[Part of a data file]
↓↓↓

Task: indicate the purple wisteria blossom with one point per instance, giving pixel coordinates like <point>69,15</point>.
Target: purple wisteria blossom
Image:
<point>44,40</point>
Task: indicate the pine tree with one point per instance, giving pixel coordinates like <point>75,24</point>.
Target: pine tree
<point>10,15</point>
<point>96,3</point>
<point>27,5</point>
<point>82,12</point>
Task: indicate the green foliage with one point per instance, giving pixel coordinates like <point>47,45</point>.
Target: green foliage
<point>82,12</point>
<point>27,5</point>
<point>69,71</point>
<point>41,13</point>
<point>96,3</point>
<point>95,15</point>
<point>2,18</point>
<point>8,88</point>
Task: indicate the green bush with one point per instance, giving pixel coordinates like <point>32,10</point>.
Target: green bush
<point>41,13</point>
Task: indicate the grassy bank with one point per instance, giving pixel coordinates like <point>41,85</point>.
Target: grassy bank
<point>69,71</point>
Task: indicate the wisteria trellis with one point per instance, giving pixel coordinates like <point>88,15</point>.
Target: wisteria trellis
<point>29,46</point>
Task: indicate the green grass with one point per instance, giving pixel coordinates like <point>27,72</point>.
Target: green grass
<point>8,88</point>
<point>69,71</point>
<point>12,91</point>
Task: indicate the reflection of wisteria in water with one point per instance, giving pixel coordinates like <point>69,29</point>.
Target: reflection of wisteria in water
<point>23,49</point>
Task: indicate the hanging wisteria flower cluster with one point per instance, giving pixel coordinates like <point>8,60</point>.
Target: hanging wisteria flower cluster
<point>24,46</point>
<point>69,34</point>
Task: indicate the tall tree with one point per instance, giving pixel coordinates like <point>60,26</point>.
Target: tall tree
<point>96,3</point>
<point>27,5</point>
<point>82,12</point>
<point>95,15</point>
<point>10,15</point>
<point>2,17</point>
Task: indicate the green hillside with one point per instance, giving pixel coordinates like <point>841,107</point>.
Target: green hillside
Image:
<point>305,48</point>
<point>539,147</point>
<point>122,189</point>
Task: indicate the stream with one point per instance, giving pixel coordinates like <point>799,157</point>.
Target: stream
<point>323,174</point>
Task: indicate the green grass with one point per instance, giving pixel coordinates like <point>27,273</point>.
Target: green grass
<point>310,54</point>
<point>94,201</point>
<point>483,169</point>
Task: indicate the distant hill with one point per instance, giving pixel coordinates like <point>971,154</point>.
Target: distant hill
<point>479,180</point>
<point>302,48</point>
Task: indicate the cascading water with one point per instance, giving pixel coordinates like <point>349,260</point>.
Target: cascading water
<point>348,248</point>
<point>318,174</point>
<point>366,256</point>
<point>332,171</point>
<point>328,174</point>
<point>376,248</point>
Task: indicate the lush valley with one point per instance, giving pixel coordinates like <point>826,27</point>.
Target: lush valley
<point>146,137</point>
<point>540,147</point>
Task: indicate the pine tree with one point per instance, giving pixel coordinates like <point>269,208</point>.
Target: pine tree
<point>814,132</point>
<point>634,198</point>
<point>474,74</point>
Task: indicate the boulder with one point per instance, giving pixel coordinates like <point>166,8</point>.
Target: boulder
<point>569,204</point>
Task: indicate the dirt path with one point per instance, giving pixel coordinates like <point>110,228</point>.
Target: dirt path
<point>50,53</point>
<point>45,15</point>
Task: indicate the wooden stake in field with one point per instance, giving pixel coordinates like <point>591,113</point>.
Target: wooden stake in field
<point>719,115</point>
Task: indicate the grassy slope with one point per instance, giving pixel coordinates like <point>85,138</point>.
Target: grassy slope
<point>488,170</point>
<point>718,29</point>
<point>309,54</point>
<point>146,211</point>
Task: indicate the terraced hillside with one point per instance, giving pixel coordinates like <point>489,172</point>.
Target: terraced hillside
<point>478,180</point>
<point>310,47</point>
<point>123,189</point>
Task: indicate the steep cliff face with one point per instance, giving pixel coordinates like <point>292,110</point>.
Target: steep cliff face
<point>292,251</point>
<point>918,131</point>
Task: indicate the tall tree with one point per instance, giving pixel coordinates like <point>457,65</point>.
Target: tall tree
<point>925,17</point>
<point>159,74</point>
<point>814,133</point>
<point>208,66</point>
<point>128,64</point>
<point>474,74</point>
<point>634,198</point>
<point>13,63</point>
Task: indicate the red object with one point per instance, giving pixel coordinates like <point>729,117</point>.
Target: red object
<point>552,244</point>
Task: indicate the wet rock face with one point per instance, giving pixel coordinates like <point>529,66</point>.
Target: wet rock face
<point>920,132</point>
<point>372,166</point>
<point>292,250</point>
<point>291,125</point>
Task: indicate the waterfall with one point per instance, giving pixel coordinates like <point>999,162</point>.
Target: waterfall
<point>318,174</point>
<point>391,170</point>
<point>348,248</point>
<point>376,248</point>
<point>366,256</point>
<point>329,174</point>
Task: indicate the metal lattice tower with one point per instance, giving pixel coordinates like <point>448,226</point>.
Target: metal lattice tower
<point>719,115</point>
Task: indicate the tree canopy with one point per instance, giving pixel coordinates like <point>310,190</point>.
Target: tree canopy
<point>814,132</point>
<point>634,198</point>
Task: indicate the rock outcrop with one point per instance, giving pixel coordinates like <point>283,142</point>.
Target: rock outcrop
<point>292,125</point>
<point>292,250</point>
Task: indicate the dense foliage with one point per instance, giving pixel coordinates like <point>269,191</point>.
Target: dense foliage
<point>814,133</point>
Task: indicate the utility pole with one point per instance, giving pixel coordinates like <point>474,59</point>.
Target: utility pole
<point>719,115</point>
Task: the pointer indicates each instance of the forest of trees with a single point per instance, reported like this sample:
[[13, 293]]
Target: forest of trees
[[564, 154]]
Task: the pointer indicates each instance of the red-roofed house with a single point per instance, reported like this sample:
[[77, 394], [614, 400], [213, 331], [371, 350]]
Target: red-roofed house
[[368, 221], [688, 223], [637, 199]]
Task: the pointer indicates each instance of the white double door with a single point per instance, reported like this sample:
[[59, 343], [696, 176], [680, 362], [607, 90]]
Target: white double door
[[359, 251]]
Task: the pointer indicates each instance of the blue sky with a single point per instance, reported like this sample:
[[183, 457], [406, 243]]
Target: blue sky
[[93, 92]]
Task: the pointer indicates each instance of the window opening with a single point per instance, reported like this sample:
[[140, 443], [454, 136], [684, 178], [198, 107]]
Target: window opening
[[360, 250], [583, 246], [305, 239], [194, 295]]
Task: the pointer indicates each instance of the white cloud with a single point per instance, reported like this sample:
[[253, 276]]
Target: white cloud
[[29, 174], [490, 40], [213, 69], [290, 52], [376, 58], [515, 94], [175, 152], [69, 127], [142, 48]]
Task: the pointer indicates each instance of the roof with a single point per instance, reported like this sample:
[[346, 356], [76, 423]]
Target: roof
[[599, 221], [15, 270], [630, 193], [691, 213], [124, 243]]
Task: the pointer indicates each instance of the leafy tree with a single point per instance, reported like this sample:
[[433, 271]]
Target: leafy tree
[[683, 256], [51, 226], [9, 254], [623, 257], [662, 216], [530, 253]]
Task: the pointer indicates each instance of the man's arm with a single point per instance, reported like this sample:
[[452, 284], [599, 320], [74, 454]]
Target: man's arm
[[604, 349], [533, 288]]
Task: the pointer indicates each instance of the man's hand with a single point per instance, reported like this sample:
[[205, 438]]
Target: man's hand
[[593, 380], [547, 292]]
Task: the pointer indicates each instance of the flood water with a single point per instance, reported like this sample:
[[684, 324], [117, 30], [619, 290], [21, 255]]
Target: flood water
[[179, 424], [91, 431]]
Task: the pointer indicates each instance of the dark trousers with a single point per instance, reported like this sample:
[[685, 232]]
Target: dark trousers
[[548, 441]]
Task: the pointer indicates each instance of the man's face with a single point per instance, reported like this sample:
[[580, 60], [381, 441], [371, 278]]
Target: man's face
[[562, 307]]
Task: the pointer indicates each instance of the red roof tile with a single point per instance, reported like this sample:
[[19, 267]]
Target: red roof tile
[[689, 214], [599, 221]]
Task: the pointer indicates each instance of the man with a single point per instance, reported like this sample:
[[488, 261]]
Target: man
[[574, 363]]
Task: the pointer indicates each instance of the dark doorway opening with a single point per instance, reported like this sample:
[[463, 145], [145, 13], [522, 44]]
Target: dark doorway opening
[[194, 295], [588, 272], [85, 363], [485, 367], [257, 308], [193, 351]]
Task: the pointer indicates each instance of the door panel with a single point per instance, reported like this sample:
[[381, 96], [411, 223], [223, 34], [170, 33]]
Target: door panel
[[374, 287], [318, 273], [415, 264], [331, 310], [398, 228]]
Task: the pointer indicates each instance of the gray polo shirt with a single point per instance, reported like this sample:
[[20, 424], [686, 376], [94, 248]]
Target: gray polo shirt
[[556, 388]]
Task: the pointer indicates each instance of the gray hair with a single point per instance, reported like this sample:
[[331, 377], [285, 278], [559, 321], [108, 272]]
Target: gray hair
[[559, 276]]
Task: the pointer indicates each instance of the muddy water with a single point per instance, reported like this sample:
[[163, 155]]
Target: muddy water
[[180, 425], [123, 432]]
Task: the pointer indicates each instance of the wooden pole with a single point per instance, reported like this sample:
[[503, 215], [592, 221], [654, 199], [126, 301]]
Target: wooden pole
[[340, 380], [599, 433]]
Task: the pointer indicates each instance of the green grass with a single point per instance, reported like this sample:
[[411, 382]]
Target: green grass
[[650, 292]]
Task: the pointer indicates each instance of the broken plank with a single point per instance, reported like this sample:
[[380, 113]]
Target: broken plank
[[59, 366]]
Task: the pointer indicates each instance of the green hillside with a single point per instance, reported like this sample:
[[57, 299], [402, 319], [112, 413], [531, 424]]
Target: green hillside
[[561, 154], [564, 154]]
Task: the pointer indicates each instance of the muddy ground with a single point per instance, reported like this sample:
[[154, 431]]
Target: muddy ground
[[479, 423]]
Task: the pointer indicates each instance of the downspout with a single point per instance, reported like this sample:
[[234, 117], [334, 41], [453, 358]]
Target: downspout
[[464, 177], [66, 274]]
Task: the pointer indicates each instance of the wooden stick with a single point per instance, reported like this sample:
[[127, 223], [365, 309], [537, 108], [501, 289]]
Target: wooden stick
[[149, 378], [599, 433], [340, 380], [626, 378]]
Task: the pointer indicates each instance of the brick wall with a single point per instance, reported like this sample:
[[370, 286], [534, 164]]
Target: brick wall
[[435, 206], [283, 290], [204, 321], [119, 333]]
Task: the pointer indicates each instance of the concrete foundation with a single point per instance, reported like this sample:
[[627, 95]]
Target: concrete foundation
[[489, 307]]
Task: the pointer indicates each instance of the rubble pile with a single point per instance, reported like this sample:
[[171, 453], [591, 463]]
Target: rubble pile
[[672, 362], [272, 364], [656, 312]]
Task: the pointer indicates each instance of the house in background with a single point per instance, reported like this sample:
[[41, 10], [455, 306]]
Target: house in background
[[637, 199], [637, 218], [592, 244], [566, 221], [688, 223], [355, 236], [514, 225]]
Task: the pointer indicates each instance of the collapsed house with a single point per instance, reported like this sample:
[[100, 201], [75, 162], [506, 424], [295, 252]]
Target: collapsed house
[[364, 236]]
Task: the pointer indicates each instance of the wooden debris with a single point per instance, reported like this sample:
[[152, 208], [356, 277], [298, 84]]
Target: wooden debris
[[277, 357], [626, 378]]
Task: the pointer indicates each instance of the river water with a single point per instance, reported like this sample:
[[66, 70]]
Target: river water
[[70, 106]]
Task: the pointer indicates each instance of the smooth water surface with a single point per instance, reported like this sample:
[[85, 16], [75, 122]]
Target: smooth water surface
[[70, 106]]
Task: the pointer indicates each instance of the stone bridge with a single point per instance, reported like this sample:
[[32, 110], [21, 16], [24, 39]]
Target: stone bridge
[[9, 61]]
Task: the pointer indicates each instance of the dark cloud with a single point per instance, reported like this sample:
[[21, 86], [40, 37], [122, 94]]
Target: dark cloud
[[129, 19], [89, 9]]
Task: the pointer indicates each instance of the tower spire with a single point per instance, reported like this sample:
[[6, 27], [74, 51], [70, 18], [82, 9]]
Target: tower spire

↑↑↑

▸ **Short problem**
Please copy out the rows starting at the line containing "Task: indicate the terraced" and ending at the line containing "<point>123,189</point>", substituting "slope" for "hillside" and leaving everything else as it is.

▸ **Task output**
Task: indicate the terraced slope with one point per instance, giving pixel coordinates like <point>489,172</point>.
Target: terraced slope
<point>478,180</point>
<point>310,47</point>
<point>123,189</point>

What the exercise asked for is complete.